# PROBLEM 1
In the forum thread, how many people does jasonh2 plan to smoke meat for?

# HELP-- i am smoking for a LARGE group



## jasonh2

I will be smoking some meat for about 200 people in a couple of weeks in IA for an auction. If anybody can give me some idea of what meats would be best for a large group and how much to buy i would be very appriciative.


----------



## cheech

Well let's see where do we start.

What kind of smoker do you have and do you have the room for lots of meat or will you precook and reheat?

With just the info I have here I would (I love the stuff) do pulled pork. You can do it ahead of time and reheat with some electric food warmers. 

The other option would be to roast a whole hog


----------



## jasonh2

Cheech, i like the way you think. I have a trailer smoker that is 24x 60 single rack.  i will have the ability to precook and reheat. i would like to do a couple of meats. i can fit a whole hog on there (would be great). i am thinking beef  brisket  and pork shoulder. any idea on how much to buy???


----------



## cheech

I will have to look it up but I believe I figure on 1-1.5lbs of pulled pork per person. But then a bit extra is always a good idea so there are leftovers, which I never have any.


----------



## ba_loko

Jason, welcome to the forum.

I would plan on preparing approx 1/2 lbs/person.  Will there be additional side dishes too?


----------



## ba_loko

Sorry, Cheech.  I guess we posted at the same time.


----------



## jasonh2

there will be chips and beans also... thanks for the quick response gents


----------



## deejaydebi

Briskets and butts would be my suggestion. I feed about one guy per 1/2 pound of raw butt with a tater salad side at work.


----------



## smok_n_okie

them must be some skinny eaters.. 8oz per person (i'm guessing mostly all adults)don't seem like much.. course most don't eat like me ..lol


----------



## johnd49455

I'm with Cheech on this one. Most who have never had true BBQ will like it so much they will eat quite a bit more than they normally would.
	

	
	
		
		



		
			






I did a BBQ with several different kinds of meat & 77 people ate almost 100 # of meat with nothing left & some wanting more. That included a pot luck & 20# of smoked potatoes & grilled brat burgers & 15# of Hotdogs for the kids.


----------



## bbq bubba

Is this a volunteer cook or a paid gig?


----------

# PROBLEM 2
In the rows below, please replace "black glasses frame" with "dark eyeglass frame" in everything from the line containing "For the dataset, pick out the black" down to the line containing "Target: black glasses frame". Return only those lines, with nothing else changed.

# EXCERPTED RECORDS
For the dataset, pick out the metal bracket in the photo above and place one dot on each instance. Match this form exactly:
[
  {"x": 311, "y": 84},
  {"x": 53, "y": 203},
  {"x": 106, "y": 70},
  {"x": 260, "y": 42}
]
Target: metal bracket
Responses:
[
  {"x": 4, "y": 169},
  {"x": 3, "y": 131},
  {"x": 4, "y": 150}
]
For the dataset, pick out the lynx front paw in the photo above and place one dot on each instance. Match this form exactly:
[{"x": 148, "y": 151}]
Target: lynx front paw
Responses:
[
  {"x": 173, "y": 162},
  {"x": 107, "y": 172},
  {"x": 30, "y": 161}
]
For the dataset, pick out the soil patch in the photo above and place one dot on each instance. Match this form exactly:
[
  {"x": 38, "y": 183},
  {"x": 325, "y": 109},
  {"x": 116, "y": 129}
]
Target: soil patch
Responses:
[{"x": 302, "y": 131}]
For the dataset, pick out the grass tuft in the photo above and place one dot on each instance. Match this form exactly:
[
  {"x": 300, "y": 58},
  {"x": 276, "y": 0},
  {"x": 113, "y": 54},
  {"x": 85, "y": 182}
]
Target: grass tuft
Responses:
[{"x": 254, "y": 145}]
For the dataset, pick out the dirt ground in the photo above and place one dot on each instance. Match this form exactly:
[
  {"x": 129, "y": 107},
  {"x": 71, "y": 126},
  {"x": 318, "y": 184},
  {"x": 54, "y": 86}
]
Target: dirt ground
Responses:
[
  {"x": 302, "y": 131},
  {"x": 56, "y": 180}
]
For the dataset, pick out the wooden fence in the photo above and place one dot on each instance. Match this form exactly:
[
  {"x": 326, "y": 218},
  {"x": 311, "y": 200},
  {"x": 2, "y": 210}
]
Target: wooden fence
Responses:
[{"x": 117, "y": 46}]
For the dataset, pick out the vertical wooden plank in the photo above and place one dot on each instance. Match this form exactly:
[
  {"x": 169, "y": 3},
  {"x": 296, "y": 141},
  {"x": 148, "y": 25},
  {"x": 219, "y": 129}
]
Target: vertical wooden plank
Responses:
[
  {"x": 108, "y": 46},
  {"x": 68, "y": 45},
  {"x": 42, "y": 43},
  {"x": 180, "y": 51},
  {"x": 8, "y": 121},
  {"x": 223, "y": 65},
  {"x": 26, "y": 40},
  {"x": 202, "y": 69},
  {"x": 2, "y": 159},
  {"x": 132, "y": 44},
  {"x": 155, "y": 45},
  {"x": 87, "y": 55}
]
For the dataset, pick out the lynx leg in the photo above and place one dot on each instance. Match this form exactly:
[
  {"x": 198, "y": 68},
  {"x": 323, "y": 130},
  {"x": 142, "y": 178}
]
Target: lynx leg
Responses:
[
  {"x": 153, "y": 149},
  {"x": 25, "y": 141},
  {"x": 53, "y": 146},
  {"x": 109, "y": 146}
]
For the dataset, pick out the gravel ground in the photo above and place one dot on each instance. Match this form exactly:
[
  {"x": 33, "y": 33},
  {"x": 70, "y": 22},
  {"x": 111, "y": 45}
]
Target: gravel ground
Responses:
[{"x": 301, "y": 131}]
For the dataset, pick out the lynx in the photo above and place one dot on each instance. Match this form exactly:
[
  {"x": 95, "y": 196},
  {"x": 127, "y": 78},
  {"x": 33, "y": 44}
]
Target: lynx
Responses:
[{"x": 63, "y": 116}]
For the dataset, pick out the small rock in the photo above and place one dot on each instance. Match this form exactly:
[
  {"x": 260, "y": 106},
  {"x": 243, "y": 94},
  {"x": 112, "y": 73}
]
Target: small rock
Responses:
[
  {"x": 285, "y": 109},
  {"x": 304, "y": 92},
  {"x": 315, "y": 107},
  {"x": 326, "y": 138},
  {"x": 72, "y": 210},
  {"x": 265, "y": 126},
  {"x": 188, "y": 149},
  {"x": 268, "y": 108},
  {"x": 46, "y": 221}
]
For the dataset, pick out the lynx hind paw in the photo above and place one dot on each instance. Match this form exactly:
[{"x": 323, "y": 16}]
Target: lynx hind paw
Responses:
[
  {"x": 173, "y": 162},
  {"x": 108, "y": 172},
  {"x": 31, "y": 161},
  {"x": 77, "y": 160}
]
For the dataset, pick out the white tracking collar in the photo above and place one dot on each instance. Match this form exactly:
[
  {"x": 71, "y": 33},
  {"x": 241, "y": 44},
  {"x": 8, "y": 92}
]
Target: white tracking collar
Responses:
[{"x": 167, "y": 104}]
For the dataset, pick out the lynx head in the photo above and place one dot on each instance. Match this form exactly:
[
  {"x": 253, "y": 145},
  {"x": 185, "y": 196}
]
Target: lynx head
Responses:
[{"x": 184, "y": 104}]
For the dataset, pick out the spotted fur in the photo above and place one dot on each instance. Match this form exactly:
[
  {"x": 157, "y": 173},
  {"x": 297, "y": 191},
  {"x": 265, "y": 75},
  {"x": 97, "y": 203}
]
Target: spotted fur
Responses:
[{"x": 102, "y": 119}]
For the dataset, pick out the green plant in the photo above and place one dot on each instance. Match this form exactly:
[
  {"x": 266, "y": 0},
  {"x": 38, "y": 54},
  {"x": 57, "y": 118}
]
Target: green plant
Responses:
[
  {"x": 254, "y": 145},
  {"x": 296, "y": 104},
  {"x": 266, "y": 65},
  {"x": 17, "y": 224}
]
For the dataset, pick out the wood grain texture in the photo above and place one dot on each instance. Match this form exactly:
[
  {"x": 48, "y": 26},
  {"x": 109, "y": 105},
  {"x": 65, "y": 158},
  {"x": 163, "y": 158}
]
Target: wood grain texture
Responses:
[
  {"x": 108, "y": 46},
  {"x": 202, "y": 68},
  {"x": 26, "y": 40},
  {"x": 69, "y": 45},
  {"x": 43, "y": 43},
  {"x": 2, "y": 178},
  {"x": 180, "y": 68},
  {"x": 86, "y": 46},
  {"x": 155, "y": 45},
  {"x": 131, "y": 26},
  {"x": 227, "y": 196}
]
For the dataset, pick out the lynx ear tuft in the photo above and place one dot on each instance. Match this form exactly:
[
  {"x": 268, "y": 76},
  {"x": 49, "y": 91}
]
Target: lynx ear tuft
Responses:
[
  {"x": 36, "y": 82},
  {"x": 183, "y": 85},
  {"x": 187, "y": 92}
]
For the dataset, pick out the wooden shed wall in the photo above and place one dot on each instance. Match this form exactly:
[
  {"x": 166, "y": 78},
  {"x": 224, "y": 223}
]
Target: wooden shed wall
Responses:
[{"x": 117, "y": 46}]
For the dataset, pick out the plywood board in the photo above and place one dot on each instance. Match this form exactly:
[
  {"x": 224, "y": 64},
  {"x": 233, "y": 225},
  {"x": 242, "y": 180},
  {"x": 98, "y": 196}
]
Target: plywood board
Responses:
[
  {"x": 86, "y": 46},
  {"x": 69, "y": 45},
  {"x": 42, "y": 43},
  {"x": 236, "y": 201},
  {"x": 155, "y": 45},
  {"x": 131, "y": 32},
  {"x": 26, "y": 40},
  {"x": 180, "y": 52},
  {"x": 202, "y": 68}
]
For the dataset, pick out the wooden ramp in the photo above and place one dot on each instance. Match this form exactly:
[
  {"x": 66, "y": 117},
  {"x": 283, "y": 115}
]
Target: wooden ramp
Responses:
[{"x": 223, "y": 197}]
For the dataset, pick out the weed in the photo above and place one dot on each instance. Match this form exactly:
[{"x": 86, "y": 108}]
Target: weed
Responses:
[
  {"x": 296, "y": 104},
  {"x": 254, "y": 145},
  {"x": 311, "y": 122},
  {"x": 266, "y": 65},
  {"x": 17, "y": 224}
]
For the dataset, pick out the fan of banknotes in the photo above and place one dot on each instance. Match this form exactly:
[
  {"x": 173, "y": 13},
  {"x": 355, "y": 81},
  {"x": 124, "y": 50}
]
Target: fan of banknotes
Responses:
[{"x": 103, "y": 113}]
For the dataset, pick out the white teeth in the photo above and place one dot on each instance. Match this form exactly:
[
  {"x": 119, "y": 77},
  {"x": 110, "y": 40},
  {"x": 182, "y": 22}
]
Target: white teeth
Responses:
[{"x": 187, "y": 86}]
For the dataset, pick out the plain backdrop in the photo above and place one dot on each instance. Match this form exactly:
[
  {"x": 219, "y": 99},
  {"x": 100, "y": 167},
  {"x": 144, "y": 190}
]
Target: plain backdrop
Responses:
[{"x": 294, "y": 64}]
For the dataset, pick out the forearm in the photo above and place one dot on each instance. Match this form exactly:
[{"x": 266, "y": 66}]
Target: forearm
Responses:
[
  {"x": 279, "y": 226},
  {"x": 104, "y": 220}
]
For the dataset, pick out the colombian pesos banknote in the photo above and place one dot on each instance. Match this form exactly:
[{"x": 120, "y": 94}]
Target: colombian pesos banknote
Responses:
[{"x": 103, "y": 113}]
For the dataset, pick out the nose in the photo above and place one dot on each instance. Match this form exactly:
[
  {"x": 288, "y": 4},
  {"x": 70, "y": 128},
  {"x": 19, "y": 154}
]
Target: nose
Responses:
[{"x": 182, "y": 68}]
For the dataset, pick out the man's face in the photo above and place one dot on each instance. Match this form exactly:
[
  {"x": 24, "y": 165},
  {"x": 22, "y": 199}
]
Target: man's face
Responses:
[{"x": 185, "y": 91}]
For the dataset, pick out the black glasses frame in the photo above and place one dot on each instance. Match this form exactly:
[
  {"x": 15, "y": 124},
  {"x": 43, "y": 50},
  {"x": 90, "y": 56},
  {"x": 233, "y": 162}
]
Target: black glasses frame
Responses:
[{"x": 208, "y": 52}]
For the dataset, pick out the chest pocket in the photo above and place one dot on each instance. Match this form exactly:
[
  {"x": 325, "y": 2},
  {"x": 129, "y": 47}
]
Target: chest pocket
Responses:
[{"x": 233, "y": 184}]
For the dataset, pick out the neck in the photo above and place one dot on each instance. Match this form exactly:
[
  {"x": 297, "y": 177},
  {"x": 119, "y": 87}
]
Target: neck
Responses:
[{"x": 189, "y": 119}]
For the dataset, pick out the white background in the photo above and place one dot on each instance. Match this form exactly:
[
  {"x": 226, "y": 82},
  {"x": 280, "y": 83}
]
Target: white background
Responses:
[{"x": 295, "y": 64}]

# FULL ANSWER 1
About 200 people.

# FULL ANSWER 2
For the dataset, pick out the dark eyeglass frame in the photo above and place one dot on each instance. Match this form exactly:
[
  {"x": 15, "y": 124},
  {"x": 43, "y": 50},
  {"x": 90, "y": 56},
  {"x": 233, "y": 162}
]
Target: dark eyeglass frame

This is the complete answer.